** Exercise input follows **

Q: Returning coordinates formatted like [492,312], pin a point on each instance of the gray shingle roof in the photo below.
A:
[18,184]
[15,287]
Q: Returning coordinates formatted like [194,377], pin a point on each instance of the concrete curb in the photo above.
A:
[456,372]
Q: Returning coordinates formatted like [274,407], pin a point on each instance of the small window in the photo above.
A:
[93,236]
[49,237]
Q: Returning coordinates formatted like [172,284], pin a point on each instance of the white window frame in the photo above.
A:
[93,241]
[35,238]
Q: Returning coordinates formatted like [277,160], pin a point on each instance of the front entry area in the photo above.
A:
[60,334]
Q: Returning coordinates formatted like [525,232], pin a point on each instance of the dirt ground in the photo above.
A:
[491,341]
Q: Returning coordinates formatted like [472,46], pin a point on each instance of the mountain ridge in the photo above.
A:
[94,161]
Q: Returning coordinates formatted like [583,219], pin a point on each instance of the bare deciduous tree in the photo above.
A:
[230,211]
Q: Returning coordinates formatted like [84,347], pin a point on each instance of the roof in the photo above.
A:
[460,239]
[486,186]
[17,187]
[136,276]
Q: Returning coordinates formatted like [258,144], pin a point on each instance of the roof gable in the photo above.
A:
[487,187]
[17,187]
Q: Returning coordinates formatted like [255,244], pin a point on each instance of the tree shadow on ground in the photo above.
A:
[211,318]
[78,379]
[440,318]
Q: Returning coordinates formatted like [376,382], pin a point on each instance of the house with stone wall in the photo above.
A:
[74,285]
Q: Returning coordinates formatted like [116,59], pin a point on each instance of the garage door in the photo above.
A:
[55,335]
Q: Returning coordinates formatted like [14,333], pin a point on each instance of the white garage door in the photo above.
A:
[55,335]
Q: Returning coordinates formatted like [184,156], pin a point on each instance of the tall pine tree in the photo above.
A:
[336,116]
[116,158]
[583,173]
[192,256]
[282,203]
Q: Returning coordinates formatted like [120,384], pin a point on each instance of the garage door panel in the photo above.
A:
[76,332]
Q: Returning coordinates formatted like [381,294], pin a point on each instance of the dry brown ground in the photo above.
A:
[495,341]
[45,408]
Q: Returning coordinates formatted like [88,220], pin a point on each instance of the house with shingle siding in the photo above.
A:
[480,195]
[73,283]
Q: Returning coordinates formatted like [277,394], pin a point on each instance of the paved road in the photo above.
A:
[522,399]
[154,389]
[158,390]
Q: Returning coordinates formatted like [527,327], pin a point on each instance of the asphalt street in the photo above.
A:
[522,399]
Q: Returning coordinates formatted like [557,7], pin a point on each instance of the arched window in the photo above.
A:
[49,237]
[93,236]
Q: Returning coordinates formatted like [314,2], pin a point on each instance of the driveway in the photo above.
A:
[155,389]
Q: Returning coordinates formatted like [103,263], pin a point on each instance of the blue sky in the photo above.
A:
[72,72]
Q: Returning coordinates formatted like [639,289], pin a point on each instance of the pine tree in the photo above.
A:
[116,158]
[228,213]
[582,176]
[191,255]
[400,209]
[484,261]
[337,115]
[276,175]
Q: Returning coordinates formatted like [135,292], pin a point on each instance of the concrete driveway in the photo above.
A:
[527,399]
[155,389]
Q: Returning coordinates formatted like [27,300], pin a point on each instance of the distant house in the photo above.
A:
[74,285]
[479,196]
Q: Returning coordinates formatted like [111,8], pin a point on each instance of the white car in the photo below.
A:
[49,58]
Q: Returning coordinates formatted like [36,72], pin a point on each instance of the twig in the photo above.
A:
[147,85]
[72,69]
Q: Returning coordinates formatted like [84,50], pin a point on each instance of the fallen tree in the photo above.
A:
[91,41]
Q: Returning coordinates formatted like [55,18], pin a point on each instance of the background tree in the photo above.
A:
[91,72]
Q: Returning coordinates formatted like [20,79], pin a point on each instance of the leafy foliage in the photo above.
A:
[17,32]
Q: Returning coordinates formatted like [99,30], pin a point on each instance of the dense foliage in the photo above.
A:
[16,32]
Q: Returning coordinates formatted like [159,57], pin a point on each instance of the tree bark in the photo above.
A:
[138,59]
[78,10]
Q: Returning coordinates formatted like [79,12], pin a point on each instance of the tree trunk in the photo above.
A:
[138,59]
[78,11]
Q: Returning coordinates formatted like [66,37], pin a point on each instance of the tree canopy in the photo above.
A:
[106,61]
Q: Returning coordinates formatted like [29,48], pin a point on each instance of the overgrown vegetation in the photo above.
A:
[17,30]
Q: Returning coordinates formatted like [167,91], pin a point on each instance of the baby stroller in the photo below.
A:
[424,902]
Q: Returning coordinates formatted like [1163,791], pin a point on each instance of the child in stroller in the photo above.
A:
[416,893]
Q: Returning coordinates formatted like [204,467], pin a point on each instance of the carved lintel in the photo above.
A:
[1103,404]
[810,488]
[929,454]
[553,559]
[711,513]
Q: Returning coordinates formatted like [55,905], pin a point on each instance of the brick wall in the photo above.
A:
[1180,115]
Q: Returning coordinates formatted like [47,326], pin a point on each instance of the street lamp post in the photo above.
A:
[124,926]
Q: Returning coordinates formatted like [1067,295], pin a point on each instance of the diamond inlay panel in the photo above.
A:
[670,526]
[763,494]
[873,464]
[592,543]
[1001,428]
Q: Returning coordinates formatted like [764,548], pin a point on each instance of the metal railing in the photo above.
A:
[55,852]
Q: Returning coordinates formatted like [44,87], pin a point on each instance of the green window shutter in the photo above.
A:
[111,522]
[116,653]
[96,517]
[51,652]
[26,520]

** End of Exercise input **

## Problem description:
From the first line through the last, repeat the entries exactly.

## Problem solution:
Q: Returning coordinates formatted like [492,312], pin a point on each instance of the gray shingle roof in the photo below.
A:
[18,184]
[15,287]
Q: Returning coordinates formatted like [194,377], pin a point on each instance of the concrete curb in the photo above.
A:
[456,372]
Q: Returning coordinates formatted like [274,407], pin a point on each instance of the small window in the photo above.
A:
[93,236]
[49,237]
Q: Returning coordinates formatted like [172,284], pin a point on each instance of the white window frame in the photo above.
A:
[93,241]
[35,238]
Q: Returning coordinates formatted like [277,160], pin a point on each instance of the front entry area in the photo above.
A:
[60,334]
Q: Returning coordinates formatted like [525,232], pin a point on each instance of the dirt ground in the photo above.
A:
[491,341]
Q: Returning coordinates formatted like [472,46], pin a point on each instance of the mountain ridge in the photo above.
A:
[94,161]
Q: Returning coordinates formatted like [583,219], pin a point on each instance of the bare deciduous tree in the photo above.
A:
[230,211]
Q: Returning coordinates formatted like [84,347], pin a point on each instance of the roof in the photo above.
A:
[460,239]
[486,186]
[17,187]
[136,276]
Q: Returning coordinates formatted like [258,144], pin a point on each instance of the roof gable in the photo above.
A:
[487,187]
[17,187]
Q: Returning coordinates formatted like [255,244], pin a point on each instance of the tree shadow on ground in the photo above.
A:
[211,318]
[78,379]
[440,318]
Q: Returning coordinates formatted like [376,382], pin a point on each instance of the house with stone wall in the photo above.
A:
[74,285]
Q: Returning coordinates formatted like [116,59], pin a point on each instance of the garage door in the photo above.
A:
[55,335]
Q: Returning coordinates formatted like [14,333], pin a point on each instance of the white garage door in the photo above.
A:
[55,335]
Q: Returning coordinates formatted like [184,156], pin a point on each instance of the tall pine tree in the photo above.
A:
[336,116]
[116,158]
[583,173]
[192,256]
[282,203]
Q: Returning coordinates formatted like [120,384], pin a point on each instance of the garage door panel in the photo above.
A:
[76,332]
Q: Returning coordinates formatted like [381,294], pin a point on each instance of the dry brown ground in the photo above.
A:
[495,341]
[45,408]
Q: Returning coordinates formatted like [88,220], pin a point on each instance of the house with shingle siding in the photo above.
A:
[480,195]
[73,283]
Q: Returning coordinates formatted like [277,394], pin a point on each instance of the paved road in the photo above.
A:
[522,399]
[154,389]
[158,390]
Q: Returning coordinates formatted like [527,327], pin a point on each instance of the asphalt street in the photo above.
A:
[522,399]
Q: Returning coordinates formatted like [557,7], pin a point on each instance of the arched window in the photo above.
A:
[49,237]
[93,236]
Q: Returning coordinates formatted like [314,2], pin a point on each instance of the driveway in the photo above.
A:
[155,389]
Q: Returning coordinates formatted like [103,263], pin a point on each instance of the blue sky in the photo above.
A:
[72,72]
Q: Returning coordinates formatted like [639,289], pin a point on each instance of the pine tree in the photo above.
A:
[116,158]
[228,213]
[582,176]
[191,255]
[400,209]
[484,261]
[337,115]
[276,175]
Q: Returning coordinates formatted like [135,292], pin a point on each instance of the concrete driveway in the photo above.
A:
[527,399]
[155,389]
Q: Returning coordinates formatted like [27,300], pin a point on each instance of the distant house in the photo above.
A:
[74,285]
[479,196]
Q: Returning coordinates formatted like [111,8], pin a point on each instance of the white car in the photo below.
A:
[49,58]
Q: Returning coordinates formatted like [36,72], pin a point on each instance of the twig in the photo above.
A:
[147,85]
[72,69]
Q: Returning coordinates formatted like [84,50], pin a point on each instance of the fallen tree in the photo above.
A:
[91,41]
Q: Returning coordinates formatted like [55,18], pin a point on each instance of the background tree in the photo above.
A:
[91,72]
Q: Returning coordinates formatted like [20,79], pin a point on each instance of the leafy foliage in the photo above.
A:
[17,32]
Q: Returning coordinates formatted like [99,30], pin a point on each instance of the dense foliage in the photo above.
A:
[16,32]
Q: Returning coordinates formatted like [159,57], pin a point on each instance of the tree bark in the photo above.
A:
[138,59]
[78,10]
Q: Returning coordinates formatted like [79,12], pin a point on each instance of the tree trunk in the photo above.
A:
[138,59]
[78,11]
Q: Returning coordinates formatted like [66,37], pin a point on each instance of the tree canopy in the photo above.
A:
[106,61]
Q: Returning coordinates formatted like [29,48], pin a point on each instance of the overgrown vegetation in the photo above.
A:
[17,30]
Q: Returning coordinates formatted like [167,91], pin a point on each instance of the baby stroller in the photo below.
A:
[424,902]
Q: Returning coordinates formatted like [1163,791], pin a point on each instance of the child in stroller in the photo above.
A:
[416,893]
Q: Returning coordinates formatted like [204,467], pin a point on each instance of the carved lintel in the photo above.
A:
[1103,404]
[810,488]
[929,454]
[553,559]
[711,513]
Q: Returning coordinates formatted like [55,905], pin a point on each instance of the brick wall in the photo above.
A:
[1180,115]
Q: Returning coordinates formatted like [47,326], pin a point on each instance of the street lamp post in the photo above.
A:
[124,926]
Q: Returning coordinates formatted like [1067,295], pin a point on each instance of the diamond inlay panel in the photo above.
A:
[670,526]
[763,494]
[873,464]
[592,543]
[1001,428]
Q: Returning coordinates formatted like [764,548], pin a point on each instance of the metal railing in the photo above.
A:
[55,852]
Q: Returning coordinates formatted like [44,87], pin a point on each instance of the green window shutter in the photo above.
A:
[111,522]
[116,653]
[96,517]
[51,652]
[26,520]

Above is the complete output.